Turn every line in the rows below into a numbered list, skipping any blank lines.
>> BEGIN Raw records
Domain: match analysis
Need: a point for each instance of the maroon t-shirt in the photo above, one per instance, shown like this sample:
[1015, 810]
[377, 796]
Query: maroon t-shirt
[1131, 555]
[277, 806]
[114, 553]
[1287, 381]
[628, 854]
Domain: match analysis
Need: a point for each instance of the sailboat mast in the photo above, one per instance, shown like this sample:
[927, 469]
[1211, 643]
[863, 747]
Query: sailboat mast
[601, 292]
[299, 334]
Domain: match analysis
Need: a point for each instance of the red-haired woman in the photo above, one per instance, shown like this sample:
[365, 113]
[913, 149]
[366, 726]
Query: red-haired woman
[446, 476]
>> END Raw records
• **Full output**:
1. Domain: match analysis
2. Need: a point for each instance of the maroon t-shirt in the photo above, one per instance, shown like this sample:
3. [1015, 810]
4. [377, 796]
5. Query: maroon t-shirt
6. [1131, 555]
7. [277, 806]
8. [114, 553]
9. [1287, 381]
10. [628, 854]
11. Domain: match analysis
12. Need: a point for each instance of the sailboat mast in the photo above, one per instance, shown like this sample:
13. [927, 469]
14. [1211, 643]
15. [863, 747]
16. Query: sailboat mast
17. [601, 292]
18. [299, 334]
19. Domain: match analysis
20. Need: a point for each instance of the red-haired woman in the photo above, one per instance, shown like this sample:
21. [365, 113]
22. [913, 149]
23. [366, 726]
24. Query: red-haired woman
25. [446, 476]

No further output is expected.